#### Kaynak Metin
┏━━

Bazı filmler yalnızca kurgu ve görsellikten ibaret değildir. Aynı zamanda toplumsal atmosferi, siyasi yapıyı, sınıfsal çatışmaları da yansıtırlar. İsrailli yönetmen Eran Riklis’in Limon Ağacı (Lemon Tree) filmi de onyıllardır devam eden İsrail-Filistin sorununu ele alarak bu filmler arasında yerini alıyor.
Limon Ağacı, İsrail ile Batı Şeria arasındaki “yeşil hat” denen sınır bölgesinde, babasından kendisine miras kalan limon bahçesini korumak için İsrail Savunma Bakanı ve İsrail devletine karşı mücadele vermek zorunda kalan Salma Zidane’nin öyküsünü anlatıyor. Filmde İsrail Savunma Bakanı, Salma Zidane’ye komşu oluyor. Salma Zidane’nin limon ağaçlarıyla dolu bahçesinden, bakanın evine bir “terör saldırısının” gerçekleşmesi ihtimaline karşı önlem almak gerekçesiyle bahçedeki tüm limon ağaçlarının kesilmesi isteniyor. “Cömert” İsrail devleti, ağaçların hepsine bir fiyat biçerek Salma Zidane’ye tazminat ödeyeceklerini bildiren bir mahkeme kararı da gönderiyor! Salma Zidane ise meselenin sadece ağaç olmadığını, tüm yaşamı, geçmişi, emekleri ve onca hatırası olduğunu, ağaçların da tıpkı insanlar gibi olduğunu söyleyerek mücadele etmeye karar veriyor.
Burada Salma karakteri, herhangi bir filmdeki herhangi bir kahraman gibi ön planda değil aslında. Salma Zidane, Filistin’in ta kendisi olarak çıkıyor karşımıza. İsrail Savunma Bakanı da İsrail devleti olarak tabii. Filistin, güçlü ve zalim İsrail devleti karşısında yalnız, çaresiz bir dul kadın olarak resmedilmiş filmde. Kuşkusuz bunun bir arka planı olduğu için bu böyledir. Çünkü Filistin sorunu olarak uzun yıllardır karşımıza çıkan her şey, tek başına Filistin’i ilgilendirmenin ötesindedir. Batılı emperyalist güçlerin ağızlarından salyalar akıttığı, İsrail devletinin her türlü zulmüne karşı kıllarını bile kıpırdatmadıkları Filistin, aynı zamanda Ortadoğu’nun da kanayan yarası durumunda hâlâ. Aradan geçen uzun yıllara rağmen, kendi topraklarında adeta azınlık durumuna düşürülmüş Filistin’in ezilen işçi ve emekçi halkı, çok bedel ödedi ve ödemeye de devam ediyor. Bu yalnızca bir toprak paylaşımı ya da sınırların çizilmesi meselesi değildir. Aynı zamanda o topraklarda yaşayan halkların kaderinin de çizilmesi meselesidir. Ne yazık ki bu da açgözlü hayallerini gerçekleştirmek için halkları birbirine boğazlatan emperyalist güçlerin istekleri doğrultusunda şekillenmektedir.

┗━━

#### Verilen Kayıtlar
┏━━

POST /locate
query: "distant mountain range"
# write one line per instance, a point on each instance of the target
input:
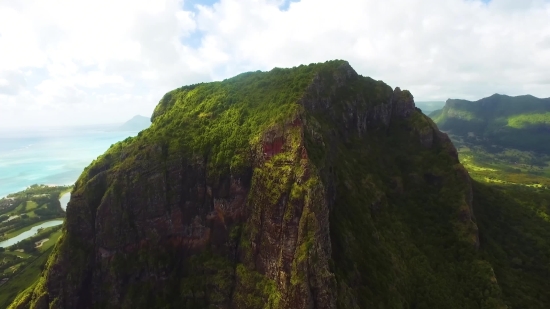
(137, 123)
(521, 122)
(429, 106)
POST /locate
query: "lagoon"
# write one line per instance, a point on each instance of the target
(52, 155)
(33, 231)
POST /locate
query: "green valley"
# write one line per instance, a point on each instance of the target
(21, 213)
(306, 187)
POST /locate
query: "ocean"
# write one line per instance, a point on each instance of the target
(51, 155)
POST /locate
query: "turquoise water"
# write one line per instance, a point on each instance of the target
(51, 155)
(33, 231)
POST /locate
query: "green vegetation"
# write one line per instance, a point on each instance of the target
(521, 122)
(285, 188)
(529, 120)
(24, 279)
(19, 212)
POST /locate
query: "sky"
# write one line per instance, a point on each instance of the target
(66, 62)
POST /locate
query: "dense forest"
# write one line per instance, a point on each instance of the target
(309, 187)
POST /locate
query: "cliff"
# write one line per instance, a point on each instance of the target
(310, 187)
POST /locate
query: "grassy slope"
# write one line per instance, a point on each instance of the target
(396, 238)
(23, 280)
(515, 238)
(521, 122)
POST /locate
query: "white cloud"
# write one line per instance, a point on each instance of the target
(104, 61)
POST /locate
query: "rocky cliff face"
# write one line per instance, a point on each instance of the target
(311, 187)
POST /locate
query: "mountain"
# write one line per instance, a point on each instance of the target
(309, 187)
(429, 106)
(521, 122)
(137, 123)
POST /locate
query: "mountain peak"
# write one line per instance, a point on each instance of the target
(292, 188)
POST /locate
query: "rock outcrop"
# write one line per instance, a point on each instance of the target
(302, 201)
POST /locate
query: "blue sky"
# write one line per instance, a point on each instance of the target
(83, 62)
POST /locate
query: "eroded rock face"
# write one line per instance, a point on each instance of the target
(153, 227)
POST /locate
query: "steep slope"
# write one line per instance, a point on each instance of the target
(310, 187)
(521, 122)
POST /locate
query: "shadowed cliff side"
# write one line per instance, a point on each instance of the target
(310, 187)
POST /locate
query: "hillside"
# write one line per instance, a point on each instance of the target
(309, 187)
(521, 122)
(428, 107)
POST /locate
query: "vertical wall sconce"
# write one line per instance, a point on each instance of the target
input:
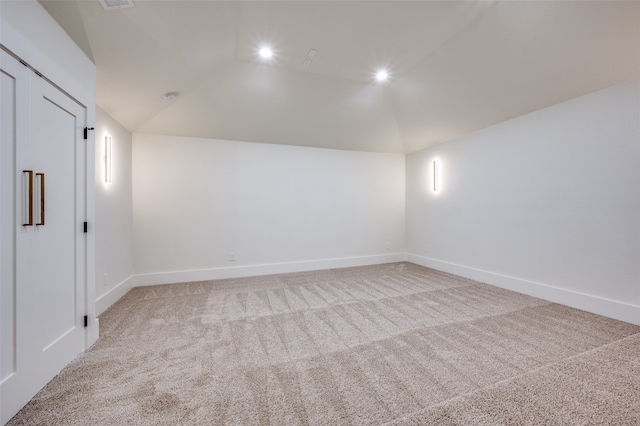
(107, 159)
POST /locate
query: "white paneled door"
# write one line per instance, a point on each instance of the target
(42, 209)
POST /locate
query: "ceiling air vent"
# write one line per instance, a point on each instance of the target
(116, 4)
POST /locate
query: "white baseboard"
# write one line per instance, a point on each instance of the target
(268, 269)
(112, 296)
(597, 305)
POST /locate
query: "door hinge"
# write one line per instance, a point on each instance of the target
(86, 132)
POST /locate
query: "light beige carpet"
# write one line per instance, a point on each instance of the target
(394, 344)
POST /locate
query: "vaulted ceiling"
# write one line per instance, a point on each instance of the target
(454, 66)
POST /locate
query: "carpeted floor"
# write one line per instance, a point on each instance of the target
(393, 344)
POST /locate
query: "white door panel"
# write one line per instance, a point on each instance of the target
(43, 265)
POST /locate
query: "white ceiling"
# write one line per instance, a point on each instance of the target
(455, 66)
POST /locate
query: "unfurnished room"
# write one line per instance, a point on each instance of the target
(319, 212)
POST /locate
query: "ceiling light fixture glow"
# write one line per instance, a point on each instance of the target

┗━━
┏━━

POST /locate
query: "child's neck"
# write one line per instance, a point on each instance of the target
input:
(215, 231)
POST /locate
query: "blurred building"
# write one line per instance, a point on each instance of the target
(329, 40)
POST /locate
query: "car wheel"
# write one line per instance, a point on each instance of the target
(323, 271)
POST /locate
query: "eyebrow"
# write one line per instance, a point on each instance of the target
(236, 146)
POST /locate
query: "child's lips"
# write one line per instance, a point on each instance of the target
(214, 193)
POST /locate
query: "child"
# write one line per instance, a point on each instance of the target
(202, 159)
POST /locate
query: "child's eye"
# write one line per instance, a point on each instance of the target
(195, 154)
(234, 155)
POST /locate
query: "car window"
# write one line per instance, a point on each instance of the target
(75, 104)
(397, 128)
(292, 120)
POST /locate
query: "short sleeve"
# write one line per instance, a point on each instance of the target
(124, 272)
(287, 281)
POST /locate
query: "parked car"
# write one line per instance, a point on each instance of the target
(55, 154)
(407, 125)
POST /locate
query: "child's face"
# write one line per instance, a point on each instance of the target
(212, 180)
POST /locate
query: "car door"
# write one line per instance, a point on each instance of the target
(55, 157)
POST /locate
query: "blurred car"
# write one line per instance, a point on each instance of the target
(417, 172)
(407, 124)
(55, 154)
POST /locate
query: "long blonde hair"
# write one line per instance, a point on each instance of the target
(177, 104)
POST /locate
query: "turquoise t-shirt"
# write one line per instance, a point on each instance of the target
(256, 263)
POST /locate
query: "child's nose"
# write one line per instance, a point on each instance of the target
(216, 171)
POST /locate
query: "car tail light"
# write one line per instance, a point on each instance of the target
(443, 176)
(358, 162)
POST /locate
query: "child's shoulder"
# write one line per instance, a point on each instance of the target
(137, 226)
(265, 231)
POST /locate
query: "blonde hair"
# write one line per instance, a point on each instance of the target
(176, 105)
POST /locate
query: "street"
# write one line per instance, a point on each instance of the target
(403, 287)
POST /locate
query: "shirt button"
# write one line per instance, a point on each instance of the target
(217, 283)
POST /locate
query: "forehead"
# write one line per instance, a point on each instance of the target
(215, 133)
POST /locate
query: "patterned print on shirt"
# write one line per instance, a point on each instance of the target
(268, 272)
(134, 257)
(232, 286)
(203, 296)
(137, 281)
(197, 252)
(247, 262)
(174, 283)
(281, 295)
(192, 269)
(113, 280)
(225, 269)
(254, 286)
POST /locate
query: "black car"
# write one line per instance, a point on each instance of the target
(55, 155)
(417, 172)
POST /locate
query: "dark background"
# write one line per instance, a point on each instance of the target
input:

┗━━
┏━━

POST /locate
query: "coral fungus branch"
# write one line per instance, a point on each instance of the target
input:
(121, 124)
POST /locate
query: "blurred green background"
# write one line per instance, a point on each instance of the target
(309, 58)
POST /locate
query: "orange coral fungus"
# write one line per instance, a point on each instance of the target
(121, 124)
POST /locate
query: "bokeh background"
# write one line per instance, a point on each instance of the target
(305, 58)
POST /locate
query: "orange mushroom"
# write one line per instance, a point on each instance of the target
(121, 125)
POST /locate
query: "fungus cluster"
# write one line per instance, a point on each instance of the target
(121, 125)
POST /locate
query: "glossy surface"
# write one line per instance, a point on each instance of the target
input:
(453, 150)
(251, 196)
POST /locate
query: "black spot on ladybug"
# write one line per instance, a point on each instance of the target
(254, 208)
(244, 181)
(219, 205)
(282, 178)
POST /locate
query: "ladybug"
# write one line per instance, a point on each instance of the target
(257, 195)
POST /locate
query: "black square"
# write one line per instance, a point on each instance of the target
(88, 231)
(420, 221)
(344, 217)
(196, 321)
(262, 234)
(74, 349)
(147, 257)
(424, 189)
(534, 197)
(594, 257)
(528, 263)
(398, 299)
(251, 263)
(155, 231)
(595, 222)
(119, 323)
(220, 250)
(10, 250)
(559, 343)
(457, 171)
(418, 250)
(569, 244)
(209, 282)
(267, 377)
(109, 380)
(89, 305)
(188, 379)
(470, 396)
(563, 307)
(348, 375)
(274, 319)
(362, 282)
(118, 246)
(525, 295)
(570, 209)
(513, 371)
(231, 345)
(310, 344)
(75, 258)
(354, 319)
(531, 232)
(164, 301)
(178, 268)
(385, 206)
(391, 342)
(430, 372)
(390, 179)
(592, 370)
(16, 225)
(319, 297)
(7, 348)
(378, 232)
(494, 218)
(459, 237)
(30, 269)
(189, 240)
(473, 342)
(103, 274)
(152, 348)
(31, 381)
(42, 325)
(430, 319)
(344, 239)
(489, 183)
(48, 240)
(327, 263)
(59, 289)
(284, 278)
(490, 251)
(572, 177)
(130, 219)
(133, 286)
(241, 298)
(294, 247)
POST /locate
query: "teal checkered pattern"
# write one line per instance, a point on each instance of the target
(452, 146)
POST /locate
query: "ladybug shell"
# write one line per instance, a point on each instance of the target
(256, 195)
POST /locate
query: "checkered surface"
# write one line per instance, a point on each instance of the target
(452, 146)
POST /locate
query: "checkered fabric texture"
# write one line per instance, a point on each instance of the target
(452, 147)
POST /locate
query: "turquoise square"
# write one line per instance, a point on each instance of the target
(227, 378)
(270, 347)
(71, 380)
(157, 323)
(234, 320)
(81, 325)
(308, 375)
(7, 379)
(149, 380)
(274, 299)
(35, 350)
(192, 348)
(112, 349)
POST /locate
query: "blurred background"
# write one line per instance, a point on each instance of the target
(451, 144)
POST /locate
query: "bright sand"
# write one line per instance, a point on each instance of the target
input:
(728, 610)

┗━━

#### Hedefler
1) Limon Ağacı filmini anlatan metinde "Limon Ağacı, İsrail" ile başlayıp "etmeye karar veriyor." ile biten bölümü hiç değiştirmeden yazar mısın?
2) Yukarıdaki kayıtlarda "square" sözcüğünü içeren satırların hepsini bulup tek tek aktarır mısın?

#### Çözüm Listesi
1)
Limon Ağacı, İsrail ile Batı Şeria arasındaki “yeşil hat” denen sınır bölgesinde, babasından kendisine miras kalan limon bahçesini korumak için İsrail Savunma Bakanı ve İsrail devletine karşı mücadele vermek zorunda kalan Salma Zidane’nin öyküsünü anlatıyor. Filmde İsrail Savunma Bakanı, Salma Zidane’ye komşu oluyor. Salma Zidane’nin limon ağaçlarıyla dolu bahçesinden, bakanın evine bir “terör saldırısının” gerçekleşmesi ihtimaline karşı önlem almak gerekçesiyle bahçedeki tüm limon ağaçlarının kesilmesi isteniyor. “Cömert” İsrail devleti, ağaçların hepsine bir fiyat biçerek Salma Zidane’ye tazminat ödeyeceklerini bildiren bir mahkeme kararı da gönderiyor! Salma Zidane ise meselenin sadece ağaç olmadığını, tüm yaşamı, geçmişi, emekleri ve onca hatırası olduğunu, ağaçların da tıpkı insanlar gibi olduğunu söyleyerek mücadele etmeye karar veriyor.

2)
query: "black square"
query: "turquoise square"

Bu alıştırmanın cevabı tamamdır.